(Work instruction) Every record should be restated exactly, with no images included.
------------------------------------------------------------
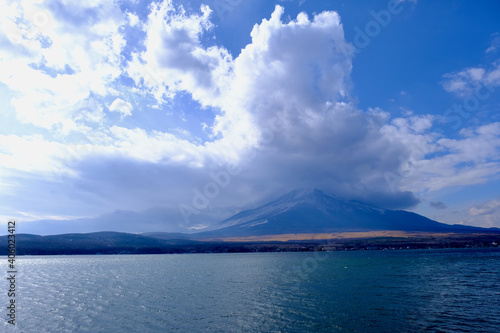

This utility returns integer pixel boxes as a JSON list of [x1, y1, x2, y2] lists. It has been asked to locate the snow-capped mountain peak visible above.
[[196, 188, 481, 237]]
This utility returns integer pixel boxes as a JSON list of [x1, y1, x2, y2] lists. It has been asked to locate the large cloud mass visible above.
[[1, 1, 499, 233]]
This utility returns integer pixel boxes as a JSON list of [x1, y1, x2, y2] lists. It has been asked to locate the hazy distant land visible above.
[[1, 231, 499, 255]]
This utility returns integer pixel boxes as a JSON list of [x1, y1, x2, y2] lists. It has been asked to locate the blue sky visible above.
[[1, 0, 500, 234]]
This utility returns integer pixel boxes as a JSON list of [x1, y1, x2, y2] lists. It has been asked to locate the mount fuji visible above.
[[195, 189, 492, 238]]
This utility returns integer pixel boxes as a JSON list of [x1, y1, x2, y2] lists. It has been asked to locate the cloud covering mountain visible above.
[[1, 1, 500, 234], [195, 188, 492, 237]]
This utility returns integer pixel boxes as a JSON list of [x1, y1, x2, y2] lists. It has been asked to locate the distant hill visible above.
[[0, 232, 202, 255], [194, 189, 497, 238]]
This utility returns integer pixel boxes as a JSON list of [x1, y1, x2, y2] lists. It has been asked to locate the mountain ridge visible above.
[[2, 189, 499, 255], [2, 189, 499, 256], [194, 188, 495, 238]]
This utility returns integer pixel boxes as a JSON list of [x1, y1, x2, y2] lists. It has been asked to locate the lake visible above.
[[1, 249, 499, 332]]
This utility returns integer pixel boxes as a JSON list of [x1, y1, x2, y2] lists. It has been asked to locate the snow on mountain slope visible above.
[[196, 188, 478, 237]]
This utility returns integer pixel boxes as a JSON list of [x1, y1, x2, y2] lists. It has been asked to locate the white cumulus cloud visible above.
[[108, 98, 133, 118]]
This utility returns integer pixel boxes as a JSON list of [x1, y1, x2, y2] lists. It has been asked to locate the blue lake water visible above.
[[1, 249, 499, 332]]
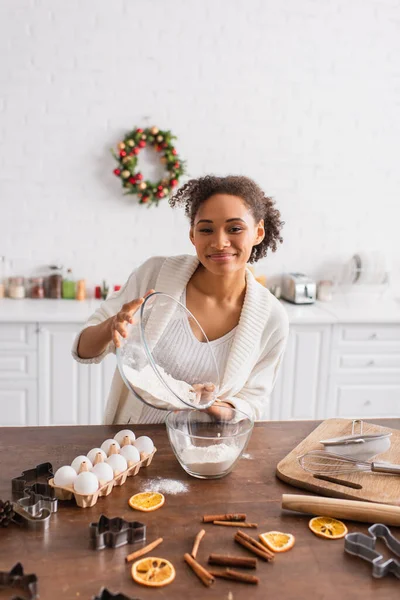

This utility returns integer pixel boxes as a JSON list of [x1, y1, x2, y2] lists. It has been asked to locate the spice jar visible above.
------------------------------------------------------------
(Answer for this exercise)
This utility returns integer pixel boxes as a JSON list of [x1, y1, x2, y2] lists. It has been asked to locate the snow-capped mountain peak visible above.
[[196, 188, 481, 237]]
This utility returns integer pixel boxes as a JSON list of [x1, y1, x2, y2] lists. It has been asked to locate the large cloud mass visible above.
[[1, 1, 499, 233]]
This utility returns integer pixel boxes as a JSON list of [x1, y1, x2, y2] lists. It has been asked to locate the hazy distant land visible above.
[[1, 231, 499, 255]]
This utility returns integer pixel boxes as a JSON list of [x1, y1, x2, y2] lists. It has been asked to locate the blue sky visible above.
[[1, 0, 500, 234]]
This utility returns integer pixel boxes as a JSON list of [x1, y1, x2, y2] lists. It has been asked to locate the mount fuji visible above.
[[195, 189, 492, 238]]
This utility returns integer pixel boxes as a JSON list of [x1, y1, x2, y2] lists. It has been asked to locate the cloud covering mountain visible above.
[[1, 1, 500, 234], [195, 188, 492, 237]]
This utility returns integer pixel boxes as a JSON list of [x1, y1, x2, y2] lists. It has been asked to locate the distant hill visible above.
[[0, 232, 202, 255], [194, 189, 497, 238]]
This utility returns integer pixel boxes as a JSON list of [x1, y1, x2, y2] lists. It has been asked to locate the mountain ridge visible above.
[[2, 189, 499, 255], [2, 189, 499, 256], [194, 188, 495, 238]]
This utility returns integer pixel boxes as a JSON list of [x1, y1, x2, y2] lists. It has been asked to locate the lake visible above.
[[1, 249, 499, 332]]
This utility returns integer pixel boxes as a JSON list of [x1, y1, x2, y2] lists. It has been asked to locate the snow on mountain slope visible above.
[[196, 188, 478, 237]]
This utility returns integer pixel boxes as a JSON list of [x1, y1, x2, y2] lists. It has been asked to locate the white cumulus cloud visible above.
[[108, 98, 133, 118]]
This utility returns integer pixel boxes as a JSON list of [x1, y1, x2, y2] lists. It has been asked to locate the blue lake water visible above.
[[1, 249, 499, 332]]

This utility returns integer pixel boxes as a JSON list of [x1, y1, x2, y2] lists. It has been asked to locate the spice jar visible above.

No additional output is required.